TASK PROMPT: Repeat every record exactly, but omit the images.

INFORMATION SUPPLIED:
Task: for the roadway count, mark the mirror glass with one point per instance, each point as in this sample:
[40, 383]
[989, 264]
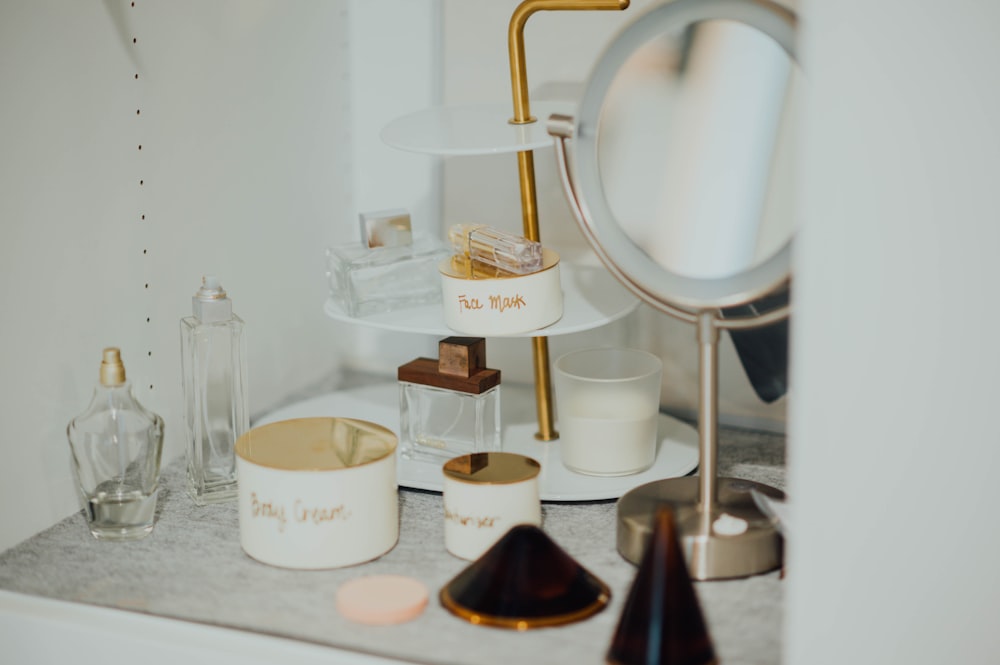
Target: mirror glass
[695, 148]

EXERCISE ANSWER:
Task: for the roadway count, mark the mirror glass with one point per instance, each point as in this sample:
[40, 383]
[989, 264]
Target: mirror glass
[695, 148]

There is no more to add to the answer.